→ EXERCISE INPUT:
□ □ □
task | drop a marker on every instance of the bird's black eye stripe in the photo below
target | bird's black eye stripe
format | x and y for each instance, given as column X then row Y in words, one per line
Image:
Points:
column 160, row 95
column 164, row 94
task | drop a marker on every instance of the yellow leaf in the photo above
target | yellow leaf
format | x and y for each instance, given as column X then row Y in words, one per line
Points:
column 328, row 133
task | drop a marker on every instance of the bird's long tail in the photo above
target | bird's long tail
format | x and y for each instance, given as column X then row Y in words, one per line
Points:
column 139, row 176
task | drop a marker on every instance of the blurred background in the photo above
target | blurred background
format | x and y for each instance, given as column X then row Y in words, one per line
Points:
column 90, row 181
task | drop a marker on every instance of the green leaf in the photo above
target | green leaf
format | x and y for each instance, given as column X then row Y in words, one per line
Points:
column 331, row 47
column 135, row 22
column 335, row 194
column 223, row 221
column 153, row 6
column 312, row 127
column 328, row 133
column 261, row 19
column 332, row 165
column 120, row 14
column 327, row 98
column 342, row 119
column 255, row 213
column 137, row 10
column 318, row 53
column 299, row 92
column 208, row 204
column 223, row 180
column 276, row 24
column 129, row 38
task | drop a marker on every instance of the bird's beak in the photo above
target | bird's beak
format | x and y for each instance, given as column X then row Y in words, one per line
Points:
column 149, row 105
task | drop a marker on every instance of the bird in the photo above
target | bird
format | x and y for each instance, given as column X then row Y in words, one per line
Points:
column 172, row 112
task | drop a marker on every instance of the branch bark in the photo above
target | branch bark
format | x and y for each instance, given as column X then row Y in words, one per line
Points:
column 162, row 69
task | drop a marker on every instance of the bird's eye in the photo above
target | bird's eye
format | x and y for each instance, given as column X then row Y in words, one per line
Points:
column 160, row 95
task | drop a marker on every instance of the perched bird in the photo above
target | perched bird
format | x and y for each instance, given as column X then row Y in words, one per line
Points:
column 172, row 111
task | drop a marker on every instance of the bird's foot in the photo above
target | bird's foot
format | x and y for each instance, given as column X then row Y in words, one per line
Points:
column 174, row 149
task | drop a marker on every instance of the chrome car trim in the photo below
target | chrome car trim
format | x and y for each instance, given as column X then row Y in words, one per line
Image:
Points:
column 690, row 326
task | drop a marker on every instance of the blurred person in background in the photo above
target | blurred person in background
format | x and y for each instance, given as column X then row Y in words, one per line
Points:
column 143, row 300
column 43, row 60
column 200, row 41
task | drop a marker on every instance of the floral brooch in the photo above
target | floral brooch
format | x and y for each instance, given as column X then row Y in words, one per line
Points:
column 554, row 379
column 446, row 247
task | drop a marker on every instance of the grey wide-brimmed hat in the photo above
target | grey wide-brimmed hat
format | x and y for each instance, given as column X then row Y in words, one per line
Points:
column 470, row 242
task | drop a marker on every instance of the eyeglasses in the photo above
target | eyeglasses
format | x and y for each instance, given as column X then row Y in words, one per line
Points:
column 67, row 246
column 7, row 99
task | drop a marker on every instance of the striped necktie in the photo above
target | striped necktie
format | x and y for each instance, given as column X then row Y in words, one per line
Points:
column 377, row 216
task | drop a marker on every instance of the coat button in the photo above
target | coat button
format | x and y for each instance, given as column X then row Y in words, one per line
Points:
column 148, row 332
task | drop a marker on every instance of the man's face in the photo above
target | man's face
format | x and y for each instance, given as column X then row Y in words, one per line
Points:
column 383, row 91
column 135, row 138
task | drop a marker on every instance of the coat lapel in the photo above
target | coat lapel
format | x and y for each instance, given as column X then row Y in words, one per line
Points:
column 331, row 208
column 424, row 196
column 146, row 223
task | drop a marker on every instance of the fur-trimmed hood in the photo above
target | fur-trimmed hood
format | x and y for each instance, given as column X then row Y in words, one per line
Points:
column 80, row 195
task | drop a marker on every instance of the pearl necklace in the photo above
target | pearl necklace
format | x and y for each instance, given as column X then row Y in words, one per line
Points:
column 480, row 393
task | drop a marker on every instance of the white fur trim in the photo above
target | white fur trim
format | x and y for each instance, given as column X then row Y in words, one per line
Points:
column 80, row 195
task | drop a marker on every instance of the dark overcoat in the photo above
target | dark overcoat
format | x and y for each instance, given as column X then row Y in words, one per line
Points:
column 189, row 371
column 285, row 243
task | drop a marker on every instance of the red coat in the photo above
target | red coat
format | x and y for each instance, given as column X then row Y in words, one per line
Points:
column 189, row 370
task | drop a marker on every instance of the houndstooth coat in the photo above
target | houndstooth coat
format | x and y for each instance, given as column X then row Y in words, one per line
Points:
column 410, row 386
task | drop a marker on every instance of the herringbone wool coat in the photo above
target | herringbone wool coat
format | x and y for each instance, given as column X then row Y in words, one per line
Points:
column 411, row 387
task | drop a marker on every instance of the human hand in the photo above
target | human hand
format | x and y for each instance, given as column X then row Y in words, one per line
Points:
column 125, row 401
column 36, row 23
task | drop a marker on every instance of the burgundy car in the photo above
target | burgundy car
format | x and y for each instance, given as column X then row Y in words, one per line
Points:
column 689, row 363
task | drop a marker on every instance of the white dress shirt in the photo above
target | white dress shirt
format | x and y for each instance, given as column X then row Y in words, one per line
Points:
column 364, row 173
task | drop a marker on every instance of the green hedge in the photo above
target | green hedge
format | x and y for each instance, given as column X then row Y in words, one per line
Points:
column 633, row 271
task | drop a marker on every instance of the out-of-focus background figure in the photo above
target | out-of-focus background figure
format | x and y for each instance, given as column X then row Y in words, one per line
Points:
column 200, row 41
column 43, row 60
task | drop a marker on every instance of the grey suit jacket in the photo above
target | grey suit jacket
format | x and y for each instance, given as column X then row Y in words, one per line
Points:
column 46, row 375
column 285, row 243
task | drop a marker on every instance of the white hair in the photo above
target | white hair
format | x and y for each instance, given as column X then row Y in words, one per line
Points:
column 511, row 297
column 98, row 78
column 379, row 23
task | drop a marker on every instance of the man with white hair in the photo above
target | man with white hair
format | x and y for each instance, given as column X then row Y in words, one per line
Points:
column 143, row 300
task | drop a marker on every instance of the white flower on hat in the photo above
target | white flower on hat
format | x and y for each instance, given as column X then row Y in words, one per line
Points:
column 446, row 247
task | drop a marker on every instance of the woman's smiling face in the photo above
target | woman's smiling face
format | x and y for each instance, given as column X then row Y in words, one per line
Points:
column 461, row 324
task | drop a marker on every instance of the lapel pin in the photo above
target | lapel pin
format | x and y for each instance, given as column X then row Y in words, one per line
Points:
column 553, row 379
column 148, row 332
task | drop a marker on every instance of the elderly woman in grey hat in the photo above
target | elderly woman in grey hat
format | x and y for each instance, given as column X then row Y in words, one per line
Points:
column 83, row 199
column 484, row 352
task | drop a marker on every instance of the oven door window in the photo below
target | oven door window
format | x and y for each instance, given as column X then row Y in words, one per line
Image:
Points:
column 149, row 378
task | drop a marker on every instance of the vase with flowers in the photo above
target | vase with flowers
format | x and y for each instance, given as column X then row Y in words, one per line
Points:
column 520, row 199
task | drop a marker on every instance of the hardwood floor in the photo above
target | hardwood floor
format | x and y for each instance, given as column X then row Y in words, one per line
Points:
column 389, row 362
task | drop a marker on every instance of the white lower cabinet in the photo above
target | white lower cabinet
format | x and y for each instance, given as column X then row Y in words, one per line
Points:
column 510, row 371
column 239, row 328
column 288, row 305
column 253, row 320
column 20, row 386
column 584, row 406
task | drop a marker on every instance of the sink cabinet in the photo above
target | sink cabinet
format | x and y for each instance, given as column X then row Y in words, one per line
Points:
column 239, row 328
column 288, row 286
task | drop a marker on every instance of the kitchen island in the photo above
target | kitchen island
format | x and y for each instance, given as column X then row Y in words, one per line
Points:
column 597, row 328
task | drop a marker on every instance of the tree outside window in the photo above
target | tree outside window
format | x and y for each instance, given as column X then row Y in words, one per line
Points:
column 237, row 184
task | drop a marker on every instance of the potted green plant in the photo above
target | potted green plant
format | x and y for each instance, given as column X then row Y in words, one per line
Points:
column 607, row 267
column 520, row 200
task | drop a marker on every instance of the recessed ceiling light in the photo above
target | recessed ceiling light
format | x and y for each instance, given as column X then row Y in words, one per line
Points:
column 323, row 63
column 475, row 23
□ □ □
→ WHAT TO WORK ON:
Repeat the records verbatim, starting at the line that contains "task | drop a marker on every instance of the chrome" and ending at the line that contains "column 470, row 242", with both of those lines included.

→ WRITTEN SOLUTION:
task | drop a marker on every instance of the chrome car trim in the photo below
target | chrome car trim
format | x and y for each instance, given as column X then row Y in words, one per line
Image:
Points:
column 690, row 326
task | drop a marker on every instance of the blurred person in background in the photo above
target | blurred person in background
format | x and y for each instance, given as column X then row Y in words, one per line
Points:
column 143, row 300
column 43, row 60
column 200, row 41
task | drop a marker on every instance of the floral brooch in the photo above
target | floral brooch
format | x and y for each instance, given as column X then row Y in words, one per line
Points:
column 554, row 379
column 446, row 247
task | drop a marker on every instance of the grey wide-brimmed hat in the photo above
target | grey wide-brimmed hat
format | x and y for each instance, given as column X then row Y in words, one per line
Points:
column 470, row 242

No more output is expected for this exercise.